Stated goal a → Can you output the part of the rmr2 thread between "Hi all, I encounter" and "for the mapper.", inclusive, copied character for character?

Start Passage

Potential bug in rmr2-2.2.1, regarding the combiner/reducer

Amaranto Law

unread,

Jul 13, 2013, 1:52:15 PM7/13/13

to rha...@googlegroups.com, buehl

Hi all, I encounter some problems in rmr2 version 2.2.1. The problem doesn't exist if I use rmr2 version 2.2.0.

I will illustrate the problem with code below, or you can find the code in the attached file.

First of all, we have to set up some variables, which is critical to show the problem. For the `n`, it adjusts the size of input into the mapper. For the `w.size`, it adjusts the size of the key got by reducer and return from reducer as well. Later, you may have to adjust the `w.size` if the problem doen't occur, as I found that the `w.size` does matter.

library("rmr2")
## Settings.
n <- 200              # n is related to the size of input for the mapper.
w.size <- 10000       # w.size is relate to the number of key for the reducer.

End Passage
Start Supplied information

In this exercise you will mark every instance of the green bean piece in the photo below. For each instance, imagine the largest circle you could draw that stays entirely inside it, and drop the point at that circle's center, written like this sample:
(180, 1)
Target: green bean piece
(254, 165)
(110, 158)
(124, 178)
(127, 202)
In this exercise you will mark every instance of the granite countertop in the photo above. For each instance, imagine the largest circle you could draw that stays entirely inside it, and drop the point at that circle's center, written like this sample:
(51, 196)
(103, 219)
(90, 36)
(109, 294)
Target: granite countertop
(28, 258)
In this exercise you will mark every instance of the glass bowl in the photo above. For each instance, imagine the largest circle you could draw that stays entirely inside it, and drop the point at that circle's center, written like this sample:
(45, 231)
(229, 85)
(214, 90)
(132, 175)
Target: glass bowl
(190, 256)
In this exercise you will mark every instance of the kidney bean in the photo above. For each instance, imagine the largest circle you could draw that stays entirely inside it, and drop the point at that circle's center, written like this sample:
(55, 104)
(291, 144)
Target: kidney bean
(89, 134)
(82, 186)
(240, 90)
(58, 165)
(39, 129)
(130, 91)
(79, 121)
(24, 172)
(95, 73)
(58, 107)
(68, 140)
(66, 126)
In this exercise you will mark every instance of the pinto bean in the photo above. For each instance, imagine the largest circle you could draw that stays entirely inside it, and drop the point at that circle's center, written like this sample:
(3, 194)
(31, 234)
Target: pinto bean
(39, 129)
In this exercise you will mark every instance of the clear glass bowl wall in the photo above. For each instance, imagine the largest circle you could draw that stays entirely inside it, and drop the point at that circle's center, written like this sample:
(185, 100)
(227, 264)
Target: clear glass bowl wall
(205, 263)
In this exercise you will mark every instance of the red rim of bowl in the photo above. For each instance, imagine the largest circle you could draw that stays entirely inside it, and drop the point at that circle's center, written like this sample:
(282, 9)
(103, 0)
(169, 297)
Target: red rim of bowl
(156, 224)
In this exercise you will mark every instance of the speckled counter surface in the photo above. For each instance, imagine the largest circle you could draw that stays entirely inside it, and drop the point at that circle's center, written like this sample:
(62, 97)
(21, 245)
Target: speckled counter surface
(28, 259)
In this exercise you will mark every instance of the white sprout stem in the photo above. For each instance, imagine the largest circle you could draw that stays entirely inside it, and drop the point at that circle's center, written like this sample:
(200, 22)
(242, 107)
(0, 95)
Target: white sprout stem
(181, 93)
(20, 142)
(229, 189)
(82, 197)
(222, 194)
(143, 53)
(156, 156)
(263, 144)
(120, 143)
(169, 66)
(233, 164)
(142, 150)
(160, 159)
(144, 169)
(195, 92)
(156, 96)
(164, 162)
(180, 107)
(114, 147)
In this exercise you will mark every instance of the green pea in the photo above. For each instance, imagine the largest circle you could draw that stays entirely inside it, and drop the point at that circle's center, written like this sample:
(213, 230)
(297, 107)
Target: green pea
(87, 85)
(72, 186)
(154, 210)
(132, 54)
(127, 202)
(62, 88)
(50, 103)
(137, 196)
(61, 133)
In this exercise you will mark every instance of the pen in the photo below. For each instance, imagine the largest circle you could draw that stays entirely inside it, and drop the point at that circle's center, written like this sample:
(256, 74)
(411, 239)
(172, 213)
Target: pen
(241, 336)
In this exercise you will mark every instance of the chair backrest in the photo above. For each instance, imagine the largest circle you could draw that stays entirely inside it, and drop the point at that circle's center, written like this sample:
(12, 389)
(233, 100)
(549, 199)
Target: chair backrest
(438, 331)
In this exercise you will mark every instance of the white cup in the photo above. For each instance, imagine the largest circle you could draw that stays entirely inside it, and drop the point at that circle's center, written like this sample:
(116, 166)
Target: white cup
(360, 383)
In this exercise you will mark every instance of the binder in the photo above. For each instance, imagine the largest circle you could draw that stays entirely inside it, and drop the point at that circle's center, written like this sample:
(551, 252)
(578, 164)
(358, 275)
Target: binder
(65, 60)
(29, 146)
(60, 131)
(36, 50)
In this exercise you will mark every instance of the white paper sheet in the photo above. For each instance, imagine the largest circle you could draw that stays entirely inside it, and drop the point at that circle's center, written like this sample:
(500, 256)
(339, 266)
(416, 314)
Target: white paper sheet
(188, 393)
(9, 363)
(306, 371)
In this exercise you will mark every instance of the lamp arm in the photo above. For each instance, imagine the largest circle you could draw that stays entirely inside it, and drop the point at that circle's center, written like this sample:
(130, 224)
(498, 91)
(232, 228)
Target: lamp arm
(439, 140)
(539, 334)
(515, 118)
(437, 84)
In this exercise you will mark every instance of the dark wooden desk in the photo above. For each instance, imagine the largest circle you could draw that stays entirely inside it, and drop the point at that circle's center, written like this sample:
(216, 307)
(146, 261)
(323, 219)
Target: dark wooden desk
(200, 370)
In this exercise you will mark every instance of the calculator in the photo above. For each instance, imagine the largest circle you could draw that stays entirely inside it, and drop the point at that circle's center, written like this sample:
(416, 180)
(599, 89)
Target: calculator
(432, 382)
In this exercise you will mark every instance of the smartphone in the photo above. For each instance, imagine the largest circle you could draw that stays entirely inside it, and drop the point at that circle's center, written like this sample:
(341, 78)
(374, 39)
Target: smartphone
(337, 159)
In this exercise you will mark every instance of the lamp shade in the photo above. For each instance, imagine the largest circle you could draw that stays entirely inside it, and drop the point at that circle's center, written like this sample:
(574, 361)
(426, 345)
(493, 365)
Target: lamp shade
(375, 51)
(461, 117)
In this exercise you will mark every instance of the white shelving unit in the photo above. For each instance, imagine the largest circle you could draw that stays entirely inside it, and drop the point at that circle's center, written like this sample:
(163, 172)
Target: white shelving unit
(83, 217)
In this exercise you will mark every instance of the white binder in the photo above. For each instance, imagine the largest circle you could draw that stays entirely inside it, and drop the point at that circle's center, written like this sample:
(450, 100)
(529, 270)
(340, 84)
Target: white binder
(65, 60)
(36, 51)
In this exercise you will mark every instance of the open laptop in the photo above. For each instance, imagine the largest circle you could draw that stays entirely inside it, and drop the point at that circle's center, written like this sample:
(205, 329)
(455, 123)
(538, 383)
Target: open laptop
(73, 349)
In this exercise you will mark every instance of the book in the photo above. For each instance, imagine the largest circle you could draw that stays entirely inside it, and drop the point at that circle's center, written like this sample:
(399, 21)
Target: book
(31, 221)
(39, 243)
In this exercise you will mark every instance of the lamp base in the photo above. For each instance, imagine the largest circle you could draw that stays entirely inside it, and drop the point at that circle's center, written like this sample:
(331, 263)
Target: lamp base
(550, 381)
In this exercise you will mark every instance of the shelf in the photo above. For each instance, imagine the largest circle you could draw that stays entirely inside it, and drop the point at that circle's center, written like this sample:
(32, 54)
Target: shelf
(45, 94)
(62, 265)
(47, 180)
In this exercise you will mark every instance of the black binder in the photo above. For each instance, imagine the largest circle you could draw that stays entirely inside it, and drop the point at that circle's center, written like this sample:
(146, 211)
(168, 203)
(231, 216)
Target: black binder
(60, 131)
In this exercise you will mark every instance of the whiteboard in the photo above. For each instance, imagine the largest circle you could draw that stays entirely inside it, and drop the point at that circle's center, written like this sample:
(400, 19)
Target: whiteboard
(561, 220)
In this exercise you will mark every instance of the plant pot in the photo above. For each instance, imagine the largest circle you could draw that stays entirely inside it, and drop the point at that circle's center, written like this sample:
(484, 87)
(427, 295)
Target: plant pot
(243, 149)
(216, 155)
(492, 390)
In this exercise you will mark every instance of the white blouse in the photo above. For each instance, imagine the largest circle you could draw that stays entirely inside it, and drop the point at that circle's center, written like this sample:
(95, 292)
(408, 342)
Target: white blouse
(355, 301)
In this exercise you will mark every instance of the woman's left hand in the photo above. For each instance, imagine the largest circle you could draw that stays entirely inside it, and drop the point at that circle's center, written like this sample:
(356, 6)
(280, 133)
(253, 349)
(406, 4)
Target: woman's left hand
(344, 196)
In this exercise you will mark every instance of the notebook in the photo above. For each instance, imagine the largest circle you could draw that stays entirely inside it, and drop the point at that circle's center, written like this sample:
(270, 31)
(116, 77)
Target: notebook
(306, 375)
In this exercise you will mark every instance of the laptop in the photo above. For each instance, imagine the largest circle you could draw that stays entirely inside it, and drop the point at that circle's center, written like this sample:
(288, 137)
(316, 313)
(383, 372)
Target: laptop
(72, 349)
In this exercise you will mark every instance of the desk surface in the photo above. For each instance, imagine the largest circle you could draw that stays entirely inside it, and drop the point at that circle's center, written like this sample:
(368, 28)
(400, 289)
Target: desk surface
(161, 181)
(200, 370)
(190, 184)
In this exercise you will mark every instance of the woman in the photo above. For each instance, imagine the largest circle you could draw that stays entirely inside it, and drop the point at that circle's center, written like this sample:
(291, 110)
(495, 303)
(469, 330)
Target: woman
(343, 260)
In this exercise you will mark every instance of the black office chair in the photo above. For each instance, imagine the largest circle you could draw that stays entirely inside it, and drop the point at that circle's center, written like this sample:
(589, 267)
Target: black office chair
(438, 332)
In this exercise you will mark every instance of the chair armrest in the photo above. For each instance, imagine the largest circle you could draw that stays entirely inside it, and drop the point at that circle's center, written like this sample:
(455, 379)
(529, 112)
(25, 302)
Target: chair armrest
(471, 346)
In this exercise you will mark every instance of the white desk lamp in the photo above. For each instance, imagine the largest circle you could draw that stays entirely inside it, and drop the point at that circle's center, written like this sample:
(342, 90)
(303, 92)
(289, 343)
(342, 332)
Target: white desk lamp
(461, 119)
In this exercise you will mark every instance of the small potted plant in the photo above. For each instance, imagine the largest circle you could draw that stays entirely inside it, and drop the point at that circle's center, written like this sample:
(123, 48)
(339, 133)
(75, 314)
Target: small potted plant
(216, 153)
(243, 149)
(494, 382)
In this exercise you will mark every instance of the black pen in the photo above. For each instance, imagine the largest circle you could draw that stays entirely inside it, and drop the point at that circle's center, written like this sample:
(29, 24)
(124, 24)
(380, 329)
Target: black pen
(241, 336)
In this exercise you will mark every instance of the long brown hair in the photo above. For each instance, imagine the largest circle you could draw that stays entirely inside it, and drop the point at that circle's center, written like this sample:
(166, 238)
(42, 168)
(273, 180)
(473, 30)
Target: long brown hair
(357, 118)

End Supplied information

Stated goal b → Could you pick out every line of the records that contains the string "countertop"? Case counts.

Correct output a →
Hi all, I encounter some problems in rmr2 version 2.2.1. The problem doesn't exist if I use rmr2 version 2.2.0.

I will illustrate the problem with code below, or you can find the code in the attached file.

First of all, we have to set up some variables, which is critical to show the problem. For the `n`, it adjusts the size of input into the mapper. For the `w.size`, it adjusts the size of the key got by reducer and return from reducer as well. Later, you may have to adjust the `w.size` if the problem doen't occur, as I found that the `w.size` does matter.

library("rmr2")
## Settings.
n <- 200              # n is related to the size of input for the mapper.

Correct output b →
In this exercise you will mark every instance of the granite countertop in the photo above. For each instance, imagine the largest circle you could draw that stays entirely inside it, and drop the point at that circle's center, written like this sample:
Target: granite countertop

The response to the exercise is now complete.